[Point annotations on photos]
** START **
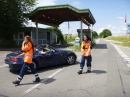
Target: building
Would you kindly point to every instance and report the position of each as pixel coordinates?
(45, 36)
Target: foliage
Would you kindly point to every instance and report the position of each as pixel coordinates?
(70, 40)
(105, 33)
(60, 37)
(12, 17)
(95, 34)
(120, 40)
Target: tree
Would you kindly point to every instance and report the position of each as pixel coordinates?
(105, 33)
(95, 34)
(60, 37)
(12, 17)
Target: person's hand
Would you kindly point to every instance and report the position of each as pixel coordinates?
(19, 56)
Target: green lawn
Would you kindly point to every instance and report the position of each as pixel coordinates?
(121, 40)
** END **
STATED PROBLEM:
Please transcribe all of the lines above word for word, omitting the pictures.

RESULT OF THE EXERCISE:
Target: building
Would you kindly point to every instance and report the position of each as pixel coordinates?
(45, 36)
Target: foliage
Would you kindly point to every instance and report the position of each as pixel coordinates?
(70, 40)
(105, 33)
(60, 37)
(12, 17)
(95, 34)
(120, 40)
Target: tree
Would you kindly point to every instance and report the position of each as pixel coordinates?
(105, 33)
(95, 34)
(60, 37)
(12, 17)
Target: person's hand
Would you kindly point to every instance and report the position of each as pixel coordinates?
(19, 56)
Target: green lawn
Would you kindly point to every instance and report the position of each as pixel coordinates?
(121, 40)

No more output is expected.